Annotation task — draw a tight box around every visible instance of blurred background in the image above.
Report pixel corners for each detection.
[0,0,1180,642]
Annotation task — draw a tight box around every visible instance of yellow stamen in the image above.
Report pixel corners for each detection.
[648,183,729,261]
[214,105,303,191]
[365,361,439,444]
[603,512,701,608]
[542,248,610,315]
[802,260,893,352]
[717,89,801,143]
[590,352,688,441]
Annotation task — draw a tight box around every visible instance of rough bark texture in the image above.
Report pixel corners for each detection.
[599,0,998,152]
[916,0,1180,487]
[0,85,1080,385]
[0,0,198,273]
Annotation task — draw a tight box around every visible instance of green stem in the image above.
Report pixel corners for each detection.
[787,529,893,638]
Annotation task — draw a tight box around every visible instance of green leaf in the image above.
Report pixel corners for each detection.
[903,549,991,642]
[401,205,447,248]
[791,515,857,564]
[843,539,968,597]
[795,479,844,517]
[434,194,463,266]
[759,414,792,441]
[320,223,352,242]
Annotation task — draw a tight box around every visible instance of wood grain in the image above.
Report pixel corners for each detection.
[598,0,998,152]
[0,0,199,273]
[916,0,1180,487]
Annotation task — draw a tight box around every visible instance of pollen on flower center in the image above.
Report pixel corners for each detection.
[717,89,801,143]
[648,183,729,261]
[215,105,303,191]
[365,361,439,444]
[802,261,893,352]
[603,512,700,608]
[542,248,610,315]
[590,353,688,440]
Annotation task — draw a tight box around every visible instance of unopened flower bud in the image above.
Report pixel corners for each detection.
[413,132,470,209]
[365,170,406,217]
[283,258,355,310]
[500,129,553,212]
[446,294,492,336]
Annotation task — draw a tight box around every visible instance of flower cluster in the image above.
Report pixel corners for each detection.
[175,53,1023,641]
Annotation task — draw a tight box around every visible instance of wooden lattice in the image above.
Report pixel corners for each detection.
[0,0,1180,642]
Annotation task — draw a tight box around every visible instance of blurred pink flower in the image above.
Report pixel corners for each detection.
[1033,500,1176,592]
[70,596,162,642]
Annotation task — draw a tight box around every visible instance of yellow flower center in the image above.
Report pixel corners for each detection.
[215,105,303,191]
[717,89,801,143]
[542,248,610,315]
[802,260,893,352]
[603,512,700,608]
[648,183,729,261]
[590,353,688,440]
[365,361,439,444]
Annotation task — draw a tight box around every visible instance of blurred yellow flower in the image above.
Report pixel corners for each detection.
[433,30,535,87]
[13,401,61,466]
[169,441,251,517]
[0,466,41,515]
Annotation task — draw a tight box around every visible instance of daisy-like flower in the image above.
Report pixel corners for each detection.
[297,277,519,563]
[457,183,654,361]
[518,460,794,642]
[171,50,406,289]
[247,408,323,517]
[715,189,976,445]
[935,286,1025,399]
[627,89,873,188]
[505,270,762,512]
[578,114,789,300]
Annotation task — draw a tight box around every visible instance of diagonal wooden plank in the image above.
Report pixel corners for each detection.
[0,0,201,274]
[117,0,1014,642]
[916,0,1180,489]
== == ==
• The problem
Update the listing by changing every "pixel corners" to "pixel coordinates". Leave everything else unchanged.

• Result below
Annotation task — draw a tight box around every visible instance of blurred background in the image above.
Report pixel coordinates for each detection.
[0,0,1180,642]
Annotation task — draw a tight box around every visible instance of yellow stamen in the image above.
Report pixel coordinates for each detection.
[648,183,729,261]
[214,105,303,191]
[365,361,439,444]
[603,512,701,608]
[542,248,610,315]
[802,260,893,352]
[717,89,801,143]
[590,352,688,441]
Annotation task — draw a tight box around every visible instance of rough bark texture in the image above.
Report pixel coordinates for each detection.
[599,0,998,152]
[916,0,1180,487]
[0,85,1080,385]
[0,0,198,273]
Annotation task — draw a tight box around every visible instance of green stem in the image above.
Report pixel coordinates for each detection.
[787,529,893,638]
Annotation task — draw a tight box around every visible instance of green leaf in the image above.
Report pixel coordinates for each detection.
[903,549,991,642]
[401,205,447,248]
[791,515,857,564]
[843,539,968,597]
[795,479,844,517]
[434,194,463,266]
[759,414,792,441]
[320,223,352,242]
Annotation task — draw a tight box around every visible instance of wood grain in the image above.
Report pixel coordinates for each detection.
[598,0,998,152]
[0,0,199,273]
[916,0,1180,487]
Annotation task — draw a tight box around every visible instance of pollen on flower center in the image above.
Report pixel coordinates for each detection.
[717,89,801,143]
[648,183,729,261]
[215,105,303,191]
[365,361,439,444]
[802,261,893,352]
[603,512,700,608]
[542,248,610,315]
[590,353,688,440]
Annotation task — draw a tight box around every visible instance of unopened flower bud in the image above.
Report pixel coordinates for each detection.
[413,132,470,209]
[365,170,406,217]
[283,258,355,310]
[500,129,553,212]
[446,294,492,336]
Annotation task — draw a tight box around every visible instance of flower cluster in the image above.
Report pixel coordinates for each detection.
[175,53,1023,641]
Annotation task — draw a tight box around every visible instance of wooden lattice in the image above.
Report pixel coordinates for each detection.
[0,0,1180,642]
Annotation task — draw a tight box around every visible instance of blurred pink flower in the image above.
Report pixel coordinates for each detection.
[1033,500,1176,592]
[70,596,162,642]
Annotation task — draw a tight box around every visible instance of yellow flower center in the image above.
Report pixel coordinates for each detection.
[215,105,303,191]
[717,89,801,143]
[542,248,610,315]
[802,260,893,352]
[603,512,700,608]
[648,183,729,261]
[590,353,688,440]
[365,361,439,444]
Annotation task — draw a tight box around every visible instance of blurred yellow flower in the image above.
Report pixel coordinates for each detection.
[433,30,535,87]
[13,401,61,466]
[169,441,251,517]
[0,466,41,515]
Annotation task — draw a tight box around every visible instance of daisy-like flower in the image above.
Report pixel coordinates for each detection.
[297,277,519,563]
[457,183,654,361]
[518,460,794,642]
[171,50,406,289]
[247,408,323,517]
[715,189,976,445]
[935,286,1025,399]
[627,89,873,188]
[505,270,762,512]
[578,114,789,300]
Annotation task — draw a tight box around every visible instance of diagonal wooden plank in the image above.
Report pixel coordinates for each detection.
[0,0,201,274]
[117,0,1014,642]
[916,0,1180,489]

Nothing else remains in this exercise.